### Supplied material:

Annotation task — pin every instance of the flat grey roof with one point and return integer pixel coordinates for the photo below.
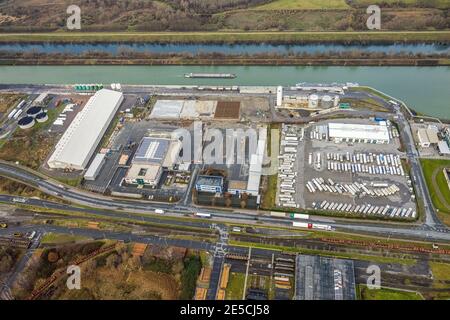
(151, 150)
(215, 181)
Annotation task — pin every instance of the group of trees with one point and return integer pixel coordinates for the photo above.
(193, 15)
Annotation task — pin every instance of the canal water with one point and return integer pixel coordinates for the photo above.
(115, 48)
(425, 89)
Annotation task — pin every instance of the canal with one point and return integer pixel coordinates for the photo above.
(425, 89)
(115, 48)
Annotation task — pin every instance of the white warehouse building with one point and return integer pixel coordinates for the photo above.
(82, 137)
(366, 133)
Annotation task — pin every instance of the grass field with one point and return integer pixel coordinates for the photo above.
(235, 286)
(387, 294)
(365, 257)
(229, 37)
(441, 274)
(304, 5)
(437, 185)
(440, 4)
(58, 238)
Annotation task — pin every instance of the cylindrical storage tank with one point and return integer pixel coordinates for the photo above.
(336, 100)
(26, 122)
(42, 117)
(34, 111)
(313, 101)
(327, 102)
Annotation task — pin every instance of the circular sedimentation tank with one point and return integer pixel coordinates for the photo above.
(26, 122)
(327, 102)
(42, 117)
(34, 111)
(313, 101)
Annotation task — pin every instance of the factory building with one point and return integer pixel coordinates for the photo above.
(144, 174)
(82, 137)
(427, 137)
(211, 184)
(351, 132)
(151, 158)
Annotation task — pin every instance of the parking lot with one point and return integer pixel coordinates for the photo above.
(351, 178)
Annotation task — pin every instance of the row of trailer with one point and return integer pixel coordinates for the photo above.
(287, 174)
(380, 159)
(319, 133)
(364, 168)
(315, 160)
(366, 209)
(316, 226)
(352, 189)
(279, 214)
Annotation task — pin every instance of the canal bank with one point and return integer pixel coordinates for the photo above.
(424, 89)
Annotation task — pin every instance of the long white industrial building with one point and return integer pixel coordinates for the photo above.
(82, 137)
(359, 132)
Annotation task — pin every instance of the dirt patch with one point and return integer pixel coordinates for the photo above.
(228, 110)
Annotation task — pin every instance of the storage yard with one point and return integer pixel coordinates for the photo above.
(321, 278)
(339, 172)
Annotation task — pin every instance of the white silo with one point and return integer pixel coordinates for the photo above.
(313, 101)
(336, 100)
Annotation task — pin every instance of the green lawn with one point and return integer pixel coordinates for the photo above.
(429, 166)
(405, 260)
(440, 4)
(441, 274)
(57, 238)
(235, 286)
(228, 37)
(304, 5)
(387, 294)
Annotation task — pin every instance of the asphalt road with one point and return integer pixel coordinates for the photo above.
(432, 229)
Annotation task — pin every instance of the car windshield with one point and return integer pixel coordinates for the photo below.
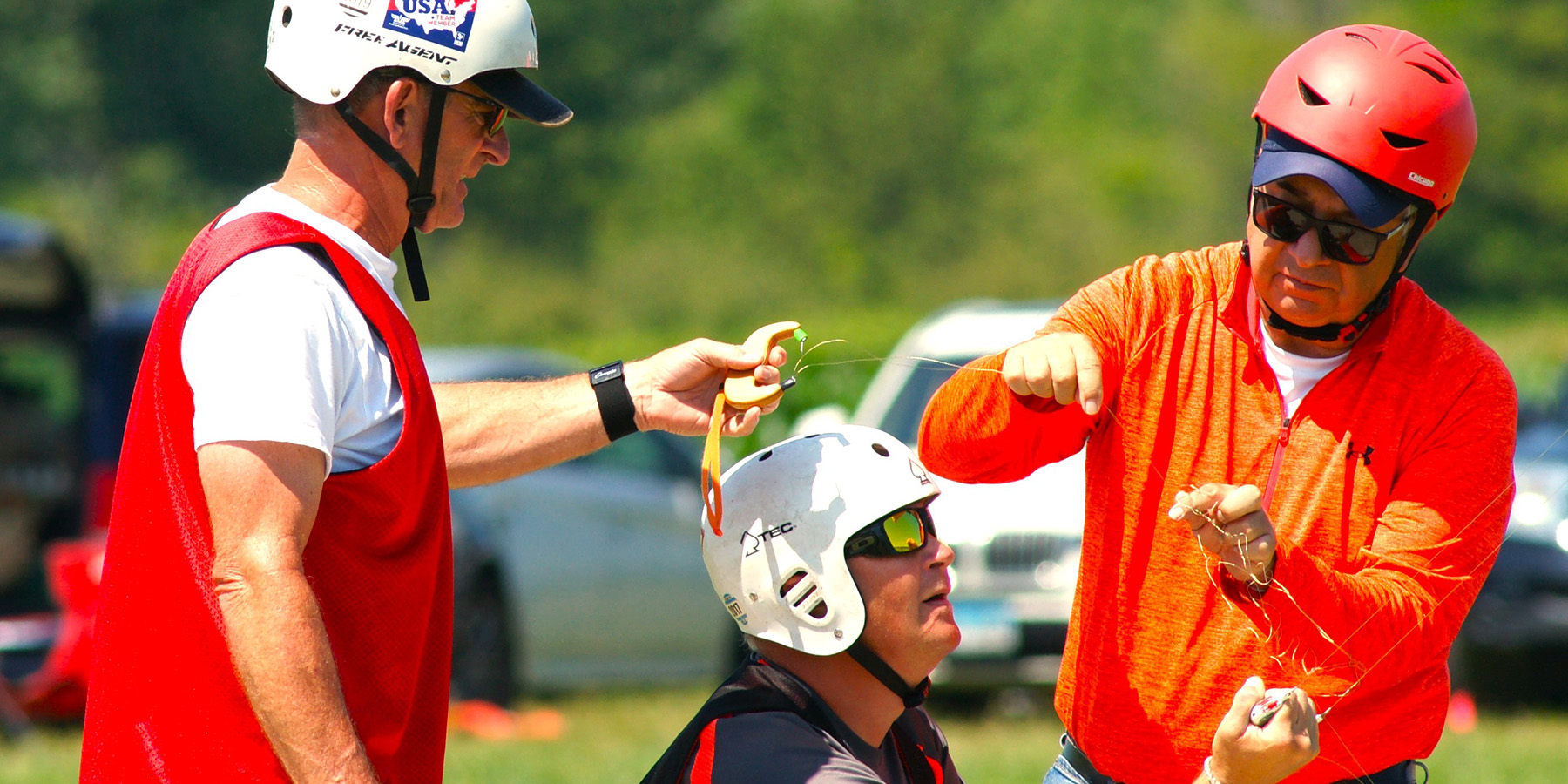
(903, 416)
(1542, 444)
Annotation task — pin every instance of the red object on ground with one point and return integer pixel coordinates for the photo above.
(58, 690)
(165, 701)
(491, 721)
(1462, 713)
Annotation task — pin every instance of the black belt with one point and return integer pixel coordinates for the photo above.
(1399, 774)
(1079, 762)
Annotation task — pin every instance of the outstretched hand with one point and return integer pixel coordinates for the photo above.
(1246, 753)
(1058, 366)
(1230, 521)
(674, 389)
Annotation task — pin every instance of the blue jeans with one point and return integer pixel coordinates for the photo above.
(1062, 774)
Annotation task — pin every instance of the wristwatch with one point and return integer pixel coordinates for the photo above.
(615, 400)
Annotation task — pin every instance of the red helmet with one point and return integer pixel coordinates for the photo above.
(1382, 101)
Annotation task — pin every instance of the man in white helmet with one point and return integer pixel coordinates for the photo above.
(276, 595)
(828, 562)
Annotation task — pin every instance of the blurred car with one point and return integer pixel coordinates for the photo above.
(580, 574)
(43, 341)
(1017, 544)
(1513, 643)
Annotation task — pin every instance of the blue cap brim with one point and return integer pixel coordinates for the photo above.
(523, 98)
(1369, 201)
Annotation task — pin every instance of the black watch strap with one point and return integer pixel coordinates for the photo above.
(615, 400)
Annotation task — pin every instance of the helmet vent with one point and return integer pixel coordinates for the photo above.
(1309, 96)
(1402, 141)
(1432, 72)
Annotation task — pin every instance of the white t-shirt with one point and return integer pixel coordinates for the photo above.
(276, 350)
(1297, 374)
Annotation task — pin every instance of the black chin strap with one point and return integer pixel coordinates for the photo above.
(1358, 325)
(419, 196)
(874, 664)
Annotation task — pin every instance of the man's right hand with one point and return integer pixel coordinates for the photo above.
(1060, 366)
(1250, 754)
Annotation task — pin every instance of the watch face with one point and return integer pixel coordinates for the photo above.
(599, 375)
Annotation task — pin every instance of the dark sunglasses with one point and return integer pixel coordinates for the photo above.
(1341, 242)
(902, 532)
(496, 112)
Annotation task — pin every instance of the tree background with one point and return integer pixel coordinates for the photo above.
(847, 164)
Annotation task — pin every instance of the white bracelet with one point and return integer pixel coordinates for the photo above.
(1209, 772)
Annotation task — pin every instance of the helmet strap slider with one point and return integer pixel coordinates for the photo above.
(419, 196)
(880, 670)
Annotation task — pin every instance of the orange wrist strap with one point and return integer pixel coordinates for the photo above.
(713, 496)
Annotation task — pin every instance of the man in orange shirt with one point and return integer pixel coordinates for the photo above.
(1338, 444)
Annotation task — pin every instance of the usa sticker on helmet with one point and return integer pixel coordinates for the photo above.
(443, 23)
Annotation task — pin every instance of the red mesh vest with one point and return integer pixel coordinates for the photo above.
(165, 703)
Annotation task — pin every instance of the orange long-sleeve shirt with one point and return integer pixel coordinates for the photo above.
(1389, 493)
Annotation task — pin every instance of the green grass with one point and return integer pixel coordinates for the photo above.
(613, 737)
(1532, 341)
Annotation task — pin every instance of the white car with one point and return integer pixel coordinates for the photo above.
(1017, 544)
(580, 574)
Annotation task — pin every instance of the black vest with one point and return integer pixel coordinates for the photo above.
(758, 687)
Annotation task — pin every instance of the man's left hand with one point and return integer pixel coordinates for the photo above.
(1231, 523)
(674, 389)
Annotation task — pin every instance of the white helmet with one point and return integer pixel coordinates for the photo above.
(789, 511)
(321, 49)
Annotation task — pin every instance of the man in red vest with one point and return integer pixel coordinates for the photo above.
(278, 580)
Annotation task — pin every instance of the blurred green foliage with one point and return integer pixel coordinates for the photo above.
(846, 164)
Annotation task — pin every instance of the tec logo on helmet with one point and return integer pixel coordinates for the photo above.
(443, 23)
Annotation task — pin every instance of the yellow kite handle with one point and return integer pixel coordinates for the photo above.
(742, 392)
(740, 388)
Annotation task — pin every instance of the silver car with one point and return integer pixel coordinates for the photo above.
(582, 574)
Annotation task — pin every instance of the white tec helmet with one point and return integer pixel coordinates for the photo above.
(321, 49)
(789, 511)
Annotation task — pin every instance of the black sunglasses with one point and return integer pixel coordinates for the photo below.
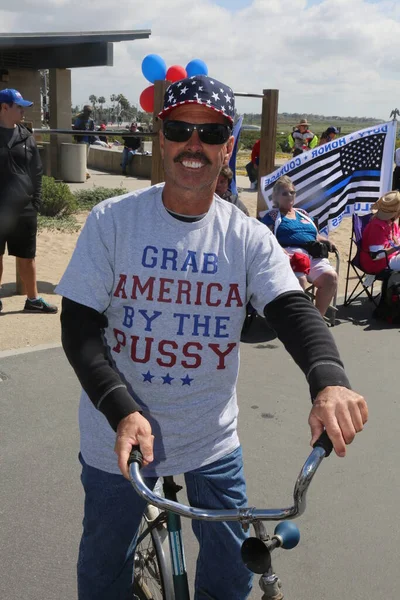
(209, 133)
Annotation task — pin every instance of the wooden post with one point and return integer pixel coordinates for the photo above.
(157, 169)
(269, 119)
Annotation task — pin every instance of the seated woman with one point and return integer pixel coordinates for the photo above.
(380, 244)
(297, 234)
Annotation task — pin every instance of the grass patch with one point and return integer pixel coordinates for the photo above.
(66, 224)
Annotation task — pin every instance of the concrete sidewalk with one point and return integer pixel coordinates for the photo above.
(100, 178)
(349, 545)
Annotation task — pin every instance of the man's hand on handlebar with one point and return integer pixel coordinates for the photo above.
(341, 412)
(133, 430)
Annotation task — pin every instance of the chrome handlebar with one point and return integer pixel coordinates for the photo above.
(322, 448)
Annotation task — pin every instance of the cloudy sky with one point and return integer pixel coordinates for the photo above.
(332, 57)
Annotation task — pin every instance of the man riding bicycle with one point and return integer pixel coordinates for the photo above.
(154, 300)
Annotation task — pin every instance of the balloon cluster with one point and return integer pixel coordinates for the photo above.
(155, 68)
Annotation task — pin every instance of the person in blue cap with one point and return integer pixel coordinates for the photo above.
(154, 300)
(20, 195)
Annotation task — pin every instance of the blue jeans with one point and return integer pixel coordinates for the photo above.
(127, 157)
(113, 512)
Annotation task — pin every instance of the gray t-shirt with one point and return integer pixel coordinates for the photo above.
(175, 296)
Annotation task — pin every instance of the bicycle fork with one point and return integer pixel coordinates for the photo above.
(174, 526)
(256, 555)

### Aim of the exercise:
Quote, without alteration, the final stretch of the entries: the line with "Annotation task — pin every instance of the cloudy" onward to the last line.

### Full output:
Annotation task — pin every instance of the cloudy sky with one point and return integer pixel coordinates for the photo above.
(332, 57)
Annotation task — pin every instance of the man riding bicycle with one point and return integer pixel coordinates for the photo above.
(154, 300)
Annotation task — pin every instance of the balloon cluster with one point and return integer pixel coordinates for the photo above.
(155, 68)
Annotation task — pin every instance of the person in blue cap with one point and return integer pixel coordinates for the photo above.
(154, 300)
(20, 195)
Annotation task — pin every instance of the blue jeans with one point and return integer pixel coordinates for the photo above.
(127, 157)
(113, 512)
Annotation task — pin every instance of the gray t-shirt with one point and return integer pixel coordinates for the photo above.
(175, 296)
Annotation task — pin every instance of the bicycle fork with one point and return integer pixel coordinates for the photo above.
(174, 526)
(256, 555)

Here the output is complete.